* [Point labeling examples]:
== == ==

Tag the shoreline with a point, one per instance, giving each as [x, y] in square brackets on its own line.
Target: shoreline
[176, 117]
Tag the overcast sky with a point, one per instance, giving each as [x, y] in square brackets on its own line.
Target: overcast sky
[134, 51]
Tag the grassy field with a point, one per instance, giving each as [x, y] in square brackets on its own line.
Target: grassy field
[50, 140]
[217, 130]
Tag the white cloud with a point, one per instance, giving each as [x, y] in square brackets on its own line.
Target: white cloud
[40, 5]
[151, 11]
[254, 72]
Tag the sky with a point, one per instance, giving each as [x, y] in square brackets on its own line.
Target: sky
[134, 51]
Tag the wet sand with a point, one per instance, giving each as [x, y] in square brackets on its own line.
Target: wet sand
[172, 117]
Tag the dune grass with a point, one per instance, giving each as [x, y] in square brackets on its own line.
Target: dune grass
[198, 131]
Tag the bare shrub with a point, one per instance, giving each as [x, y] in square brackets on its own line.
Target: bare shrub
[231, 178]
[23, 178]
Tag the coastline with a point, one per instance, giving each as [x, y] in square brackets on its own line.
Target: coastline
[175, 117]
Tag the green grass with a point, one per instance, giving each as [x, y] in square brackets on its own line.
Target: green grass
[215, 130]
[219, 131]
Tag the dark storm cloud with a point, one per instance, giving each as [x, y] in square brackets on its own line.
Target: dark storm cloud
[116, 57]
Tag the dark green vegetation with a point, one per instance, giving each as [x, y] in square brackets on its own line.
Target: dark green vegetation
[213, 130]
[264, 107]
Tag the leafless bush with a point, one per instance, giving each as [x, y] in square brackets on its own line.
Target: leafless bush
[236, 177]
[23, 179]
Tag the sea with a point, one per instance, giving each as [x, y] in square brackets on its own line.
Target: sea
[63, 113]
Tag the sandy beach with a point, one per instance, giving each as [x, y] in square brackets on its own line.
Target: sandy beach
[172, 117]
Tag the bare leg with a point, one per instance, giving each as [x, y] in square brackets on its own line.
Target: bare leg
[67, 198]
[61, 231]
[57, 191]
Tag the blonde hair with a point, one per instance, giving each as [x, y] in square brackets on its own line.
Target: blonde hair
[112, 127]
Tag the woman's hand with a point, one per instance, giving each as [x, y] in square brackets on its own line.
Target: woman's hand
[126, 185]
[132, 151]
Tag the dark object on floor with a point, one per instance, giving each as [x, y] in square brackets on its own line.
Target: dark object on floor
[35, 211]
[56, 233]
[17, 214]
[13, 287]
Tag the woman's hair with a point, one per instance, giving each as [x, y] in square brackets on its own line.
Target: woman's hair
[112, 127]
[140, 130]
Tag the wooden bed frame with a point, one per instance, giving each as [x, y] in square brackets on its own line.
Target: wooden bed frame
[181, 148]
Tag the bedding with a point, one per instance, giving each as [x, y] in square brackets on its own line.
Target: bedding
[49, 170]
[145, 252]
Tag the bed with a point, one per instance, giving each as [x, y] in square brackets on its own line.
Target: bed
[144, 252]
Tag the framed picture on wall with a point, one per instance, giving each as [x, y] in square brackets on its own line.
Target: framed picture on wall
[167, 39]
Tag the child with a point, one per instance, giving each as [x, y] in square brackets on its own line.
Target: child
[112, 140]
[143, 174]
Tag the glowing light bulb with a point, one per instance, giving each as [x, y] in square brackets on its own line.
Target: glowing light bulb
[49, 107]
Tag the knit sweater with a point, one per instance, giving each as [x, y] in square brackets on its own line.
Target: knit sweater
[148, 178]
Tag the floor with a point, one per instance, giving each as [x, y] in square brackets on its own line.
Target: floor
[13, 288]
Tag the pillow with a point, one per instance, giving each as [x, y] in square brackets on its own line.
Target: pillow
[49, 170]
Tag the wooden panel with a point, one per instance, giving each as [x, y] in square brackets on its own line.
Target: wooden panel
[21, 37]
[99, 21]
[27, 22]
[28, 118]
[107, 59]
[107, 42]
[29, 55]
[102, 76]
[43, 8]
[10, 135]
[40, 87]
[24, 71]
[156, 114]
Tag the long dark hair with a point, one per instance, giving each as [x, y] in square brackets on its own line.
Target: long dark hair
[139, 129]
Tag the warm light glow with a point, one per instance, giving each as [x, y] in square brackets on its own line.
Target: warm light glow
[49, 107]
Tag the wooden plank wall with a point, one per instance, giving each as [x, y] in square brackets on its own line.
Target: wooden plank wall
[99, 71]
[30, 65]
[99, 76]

== == ==

* [Exercise]: Take the line holding "Tag the wooden panel" and all lines after it through the end of the data, and set them down exactly.

* [Task response]:
Tag the wooden panel with a point, one per instance, giving each as [x, y] in square brackets on its own line.
Target: wooden panel
[21, 37]
[99, 21]
[27, 22]
[28, 118]
[107, 59]
[107, 42]
[29, 55]
[102, 76]
[43, 8]
[10, 135]
[40, 87]
[24, 71]
[156, 114]
Tag the long dark hair with a point, one per instance, giving each as [x, y] in square brackets on its own line.
Target: long dark hair
[139, 129]
Tag the warm light glow with a point, one per instance, giving each as [x, y] in square brackets on its own line.
Target: warm light glow
[49, 107]
Tag the wooden plank wall with a point, one per instance, giving each as [x, y] in square brackets on its own line.
Target: wooden plank wall
[99, 71]
[30, 65]
[99, 76]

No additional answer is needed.